#### [SOURCE RECORDS]
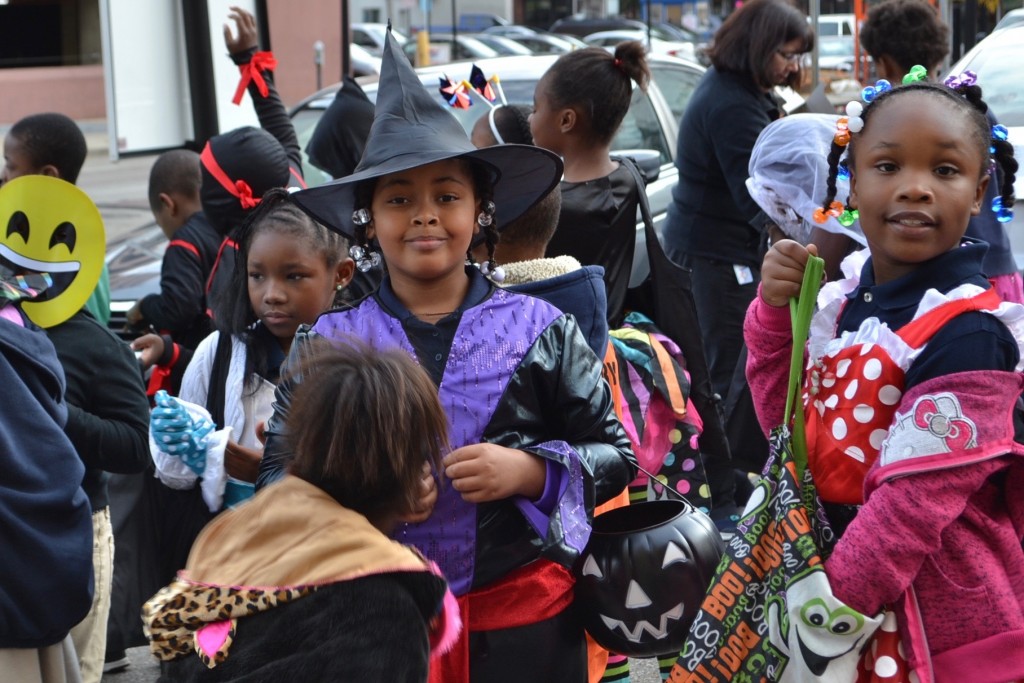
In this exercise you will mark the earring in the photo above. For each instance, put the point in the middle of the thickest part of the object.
(486, 216)
(494, 271)
(361, 217)
(365, 257)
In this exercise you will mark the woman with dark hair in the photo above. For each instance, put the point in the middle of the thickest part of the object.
(712, 225)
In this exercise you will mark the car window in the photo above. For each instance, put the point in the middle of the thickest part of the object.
(304, 122)
(676, 85)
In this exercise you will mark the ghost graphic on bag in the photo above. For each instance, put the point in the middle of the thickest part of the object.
(819, 633)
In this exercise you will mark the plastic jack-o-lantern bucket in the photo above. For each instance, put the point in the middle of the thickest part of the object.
(643, 574)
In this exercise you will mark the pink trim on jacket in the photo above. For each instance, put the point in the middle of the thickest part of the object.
(768, 334)
(941, 525)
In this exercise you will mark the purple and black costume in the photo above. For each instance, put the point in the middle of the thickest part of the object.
(517, 373)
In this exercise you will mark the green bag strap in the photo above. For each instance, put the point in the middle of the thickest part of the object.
(801, 311)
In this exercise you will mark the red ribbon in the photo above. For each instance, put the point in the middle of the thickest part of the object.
(238, 188)
(253, 73)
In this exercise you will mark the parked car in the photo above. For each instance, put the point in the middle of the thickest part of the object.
(504, 45)
(371, 37)
(445, 47)
(539, 42)
(996, 60)
(648, 133)
(1013, 17)
(608, 39)
(835, 25)
(364, 62)
(580, 25)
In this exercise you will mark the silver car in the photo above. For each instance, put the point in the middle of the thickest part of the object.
(996, 61)
(648, 132)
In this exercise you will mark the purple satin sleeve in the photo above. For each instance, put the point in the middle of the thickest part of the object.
(562, 495)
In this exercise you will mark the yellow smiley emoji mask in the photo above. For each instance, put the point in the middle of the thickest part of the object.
(49, 225)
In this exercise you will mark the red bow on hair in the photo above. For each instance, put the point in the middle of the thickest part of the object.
(245, 195)
(239, 188)
(252, 72)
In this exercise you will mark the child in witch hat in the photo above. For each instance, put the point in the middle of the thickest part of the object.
(535, 439)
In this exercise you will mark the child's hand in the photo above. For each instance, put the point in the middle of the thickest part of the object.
(242, 463)
(428, 497)
(147, 349)
(484, 472)
(782, 271)
(177, 433)
(134, 315)
(248, 37)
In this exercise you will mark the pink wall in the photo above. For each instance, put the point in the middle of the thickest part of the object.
(77, 91)
(294, 29)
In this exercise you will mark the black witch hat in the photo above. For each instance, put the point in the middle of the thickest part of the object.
(411, 128)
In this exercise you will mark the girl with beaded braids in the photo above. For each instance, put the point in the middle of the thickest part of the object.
(913, 374)
(536, 442)
(295, 268)
(579, 105)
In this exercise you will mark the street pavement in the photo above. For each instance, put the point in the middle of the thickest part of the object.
(119, 188)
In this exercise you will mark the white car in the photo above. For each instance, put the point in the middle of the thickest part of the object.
(996, 60)
(371, 37)
(655, 45)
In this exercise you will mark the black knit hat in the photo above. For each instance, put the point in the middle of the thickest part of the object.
(411, 129)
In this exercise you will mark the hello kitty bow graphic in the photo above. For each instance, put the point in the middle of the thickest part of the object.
(935, 425)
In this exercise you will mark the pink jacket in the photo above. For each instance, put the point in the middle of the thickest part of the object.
(952, 558)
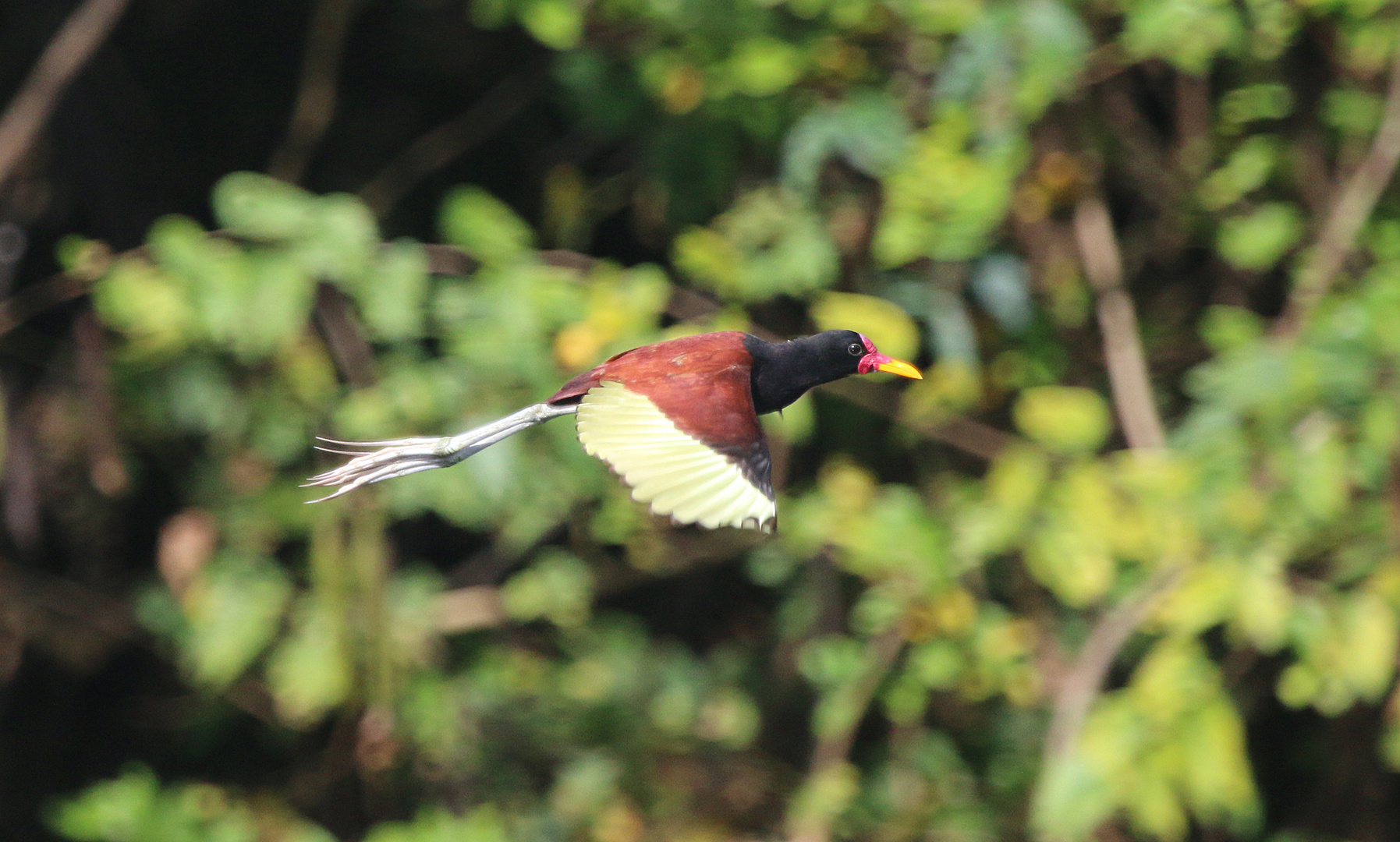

#### [WHAT YOU WILL DO]
Print exactly the lines between the line containing "In this exercise you will mark the street" and the last line of the entries above, including both, and nothing besides; skip the pictures.

#### [TASK RESULT]
In this exercise you will mark the street pavement in the photo above. For each instance, put the point in the middle of the thickest part of the object.
(119, 188)
In this exercise you will mark the white car in the photo above. For each instance, put the point in the middle of the thickest part of the object.
(996, 60)
(371, 37)
(655, 45)
In this exercise you will mark the black knit hat in the photo above. For each instance, put the point in the middle of the thickest part of the object.
(411, 129)
In this exercise you will mark the hello kitty bow graphic in the photo above. For each instance, put the point in the middle of the thickest part of the object.
(935, 425)
In this exercise you will mark the pink jacket in the photo above. For each instance, put the point in the middle of the thickest part of the object.
(952, 558)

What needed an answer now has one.